APPLY WHAT YOU READ:
1 > Decide whether each statement below agrees with the passage on the sandbox runtime. Answer yes or no for each, and quote the words from the passage that settle it.
(a) The service health checks run their TCP, HTTP, and command-based probes one after another.
(b) The sandbox container remains running after a task finishes.
(c) Shared caches keep the runner from downloading dependencies again on every run.
2 > Continue the passage on the sandbox runtime from its final sentence, "What's still missing is aggregation."

━━━━━ TEXT ━━━━━

Task results still land in a structured output directory, with the same basic metadata around duration, cost, and artifacts. The main difference is that there may be no repo, no PR, and no diff stats because the output is something else entirely.
Three smaller fixes that mattered#
These changes are less glamorous than plan mode or browser verification, but they are the kind of things that separate a neat demo from a runtime you can actually keep using.
- Service health checks replaced the old
sleep 3approach with real probing: TCP ports, HTTP endpoints, and command-based checks running in parallel. The sandbox starts faster and fails in more understandable ways. - Shared Docker and package-manager caches avoid re-pulling images and re-downloading dependencies on every run. Locally, that saves minutes.
- Permission handling got smarter. OpenCode can auto-reject some operations in headless mode, so the runner now detects those stalls from stderr, explains what was rejected, and gives the agent one more pass with better instructions.
Those are not flashy features. They are just the kind that quietly remove a lot of friction.
Every run leaves behind a receipt#
The sandbox is still ephemeral. The container starts, does its work, writes its outputs, and disappears.
What stays behind is the receipt.
{
"task_id": "T-A1B2C3D4",
"status": "completed",
"duration_seconds": 127,
"token_usage": {
"total_cost_usd": 0.1234,
"steps": 8
},
"validation": {
"test": { "passed": true },
"lint": { "passed": true }
},
"screenshot_paths": ["users-page.png"],
"recording_paths": ["pagination-demo.webm"],
"pr_summary": "Added cursor-based pagination..."
}The real result.json includes more detail than that, such as token breakdowns, validation output, diff stats, and task-mode summaries. The important part to focus on isn't the schema, but rather the fact that every run now leaves behind structured evidence of what happened, how long it took, what it cost, and what it produced.
What's still missing is aggregation.

━━━━━ ENTRIES PROVIDED ━━━━━

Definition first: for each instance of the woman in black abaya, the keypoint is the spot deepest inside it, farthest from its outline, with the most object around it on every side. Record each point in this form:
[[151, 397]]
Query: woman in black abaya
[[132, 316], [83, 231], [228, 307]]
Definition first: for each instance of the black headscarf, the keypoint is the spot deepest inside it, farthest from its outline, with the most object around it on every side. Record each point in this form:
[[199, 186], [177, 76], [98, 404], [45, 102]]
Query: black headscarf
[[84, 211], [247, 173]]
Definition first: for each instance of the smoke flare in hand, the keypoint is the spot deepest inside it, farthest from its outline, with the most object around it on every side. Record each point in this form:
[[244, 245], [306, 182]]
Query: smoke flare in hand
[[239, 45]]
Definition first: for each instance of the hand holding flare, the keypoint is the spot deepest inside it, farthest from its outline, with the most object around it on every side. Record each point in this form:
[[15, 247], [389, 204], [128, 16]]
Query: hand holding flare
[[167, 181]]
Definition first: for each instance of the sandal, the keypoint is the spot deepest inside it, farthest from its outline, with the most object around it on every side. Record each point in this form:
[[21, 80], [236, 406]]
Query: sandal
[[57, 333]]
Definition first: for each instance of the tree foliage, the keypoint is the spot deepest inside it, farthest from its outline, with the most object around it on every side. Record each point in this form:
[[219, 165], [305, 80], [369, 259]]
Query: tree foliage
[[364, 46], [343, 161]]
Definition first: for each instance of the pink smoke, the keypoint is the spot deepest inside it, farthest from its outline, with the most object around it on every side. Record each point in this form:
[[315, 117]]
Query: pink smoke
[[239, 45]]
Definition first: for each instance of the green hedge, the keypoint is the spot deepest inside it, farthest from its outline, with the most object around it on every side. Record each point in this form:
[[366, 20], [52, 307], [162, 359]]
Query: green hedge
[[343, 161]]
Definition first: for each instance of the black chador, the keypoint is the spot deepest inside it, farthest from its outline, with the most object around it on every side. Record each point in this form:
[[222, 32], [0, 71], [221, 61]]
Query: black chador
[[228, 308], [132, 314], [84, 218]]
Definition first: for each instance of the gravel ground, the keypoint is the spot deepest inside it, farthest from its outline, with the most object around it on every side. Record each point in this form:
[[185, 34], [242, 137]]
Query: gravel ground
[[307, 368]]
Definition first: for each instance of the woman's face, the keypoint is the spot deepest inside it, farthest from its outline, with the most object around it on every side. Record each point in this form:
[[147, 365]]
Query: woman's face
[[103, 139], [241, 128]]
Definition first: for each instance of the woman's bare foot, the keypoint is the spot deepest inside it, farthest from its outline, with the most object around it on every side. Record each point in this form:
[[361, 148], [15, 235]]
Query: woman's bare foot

━━━━━

YOUR WRITTEN ANSWERS:
1 >
(a) No: "TCP ports, HTTP endpoints, and command-based checks running in parallel"
(b) No: "The container starts, does its work, writes its outputs, and disappears."
(c) Yes: "Shared Docker and package-manager caches avoid re-pulling images and re-downloading dependencies on every run."

2 >
Right now each run writes its own receipt, but there is no higher-level view showing success rates by project, common failure modes, or where time and budget are actually going. That is the next operational layer: a dashboard built on top of these results instead of a pile of individual JSON files.
What's next: from sandbox to fleet#
Part 1 was about building a disposable runtime. Part 2 was about making that runtime transparent, steerable, and much easier to trust.
Compared to where I left off in Part 1, the sandbox is no longer just “agent in, PR out.” It can:
- Show me what the agent is doing while it runs
- Kill hung sessions before they waste the whole budget
- Ask for approval before execution
- Retry cheap validation failures in the same session
- Verify UI work with a browser
- Attach artifacts that make PRs easier to review
- Scale its own capabilities up or down depending on the project.
At this point, I think the single-machine version is feature-complete enough to be genuinely useful.
What it is not yet is a fleet.
That is Part 3: taking this from a local runtime to a cloud-native system that can dispatch work across many sandboxes at once, surface live metrics, and operate like a service instead of a tool. The interesting problems there are less about the agent itself and more about orchestration, queues, dashboards, and failure handling at scale.
That is where the sandbox gets promoted from environment to infrastructure.